[What is required]:
Gather every line in the data below that contains the word "stacked", and list those lines in the order they appear.

[Data supplied]:
◇ ◇ ◇
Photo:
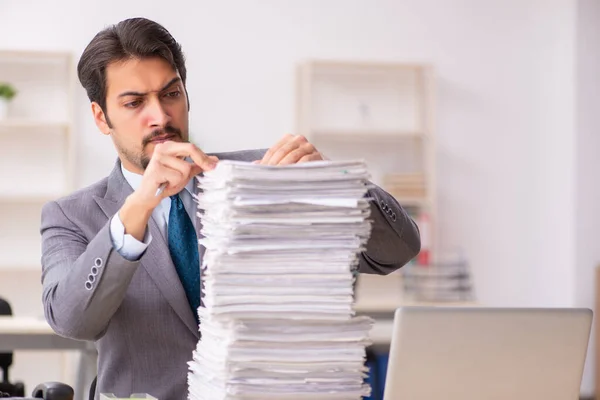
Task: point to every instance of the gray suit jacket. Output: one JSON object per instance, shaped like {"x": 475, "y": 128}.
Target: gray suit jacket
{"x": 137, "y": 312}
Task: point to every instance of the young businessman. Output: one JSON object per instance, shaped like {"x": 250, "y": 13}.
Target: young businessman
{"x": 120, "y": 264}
◇ ◇ ◇
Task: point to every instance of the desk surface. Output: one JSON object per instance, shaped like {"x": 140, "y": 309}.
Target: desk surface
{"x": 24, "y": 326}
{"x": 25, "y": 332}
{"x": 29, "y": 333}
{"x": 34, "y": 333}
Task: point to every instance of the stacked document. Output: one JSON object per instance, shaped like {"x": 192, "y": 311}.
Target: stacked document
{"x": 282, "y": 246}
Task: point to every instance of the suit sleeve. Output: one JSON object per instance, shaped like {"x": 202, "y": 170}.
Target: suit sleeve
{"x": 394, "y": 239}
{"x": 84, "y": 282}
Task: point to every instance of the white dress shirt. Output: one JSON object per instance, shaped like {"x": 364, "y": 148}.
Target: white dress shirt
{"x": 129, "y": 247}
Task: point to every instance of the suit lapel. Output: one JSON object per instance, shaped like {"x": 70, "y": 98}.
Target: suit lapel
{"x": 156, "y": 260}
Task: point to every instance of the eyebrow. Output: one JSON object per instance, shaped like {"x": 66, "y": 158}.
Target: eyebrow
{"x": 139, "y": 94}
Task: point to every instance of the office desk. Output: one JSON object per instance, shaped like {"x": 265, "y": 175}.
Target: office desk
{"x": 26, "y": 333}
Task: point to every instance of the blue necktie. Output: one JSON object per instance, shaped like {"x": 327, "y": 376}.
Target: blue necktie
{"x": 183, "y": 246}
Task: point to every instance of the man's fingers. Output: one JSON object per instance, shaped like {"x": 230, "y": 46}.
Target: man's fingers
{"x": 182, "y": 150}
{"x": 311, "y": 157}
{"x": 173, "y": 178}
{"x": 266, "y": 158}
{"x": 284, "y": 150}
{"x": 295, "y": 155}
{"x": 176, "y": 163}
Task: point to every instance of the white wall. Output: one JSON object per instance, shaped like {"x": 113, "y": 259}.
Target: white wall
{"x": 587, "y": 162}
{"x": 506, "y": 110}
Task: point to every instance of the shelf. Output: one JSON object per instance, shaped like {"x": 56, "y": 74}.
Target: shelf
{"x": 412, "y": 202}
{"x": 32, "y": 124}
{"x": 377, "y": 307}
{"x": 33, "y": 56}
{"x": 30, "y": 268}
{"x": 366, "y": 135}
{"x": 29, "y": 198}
◇ ◇ ◇
[Solution]:
Task: point to every instance of the stacked document. Output: one JSON object per instance, shaped like {"x": 192, "y": 311}.
Target: stacked document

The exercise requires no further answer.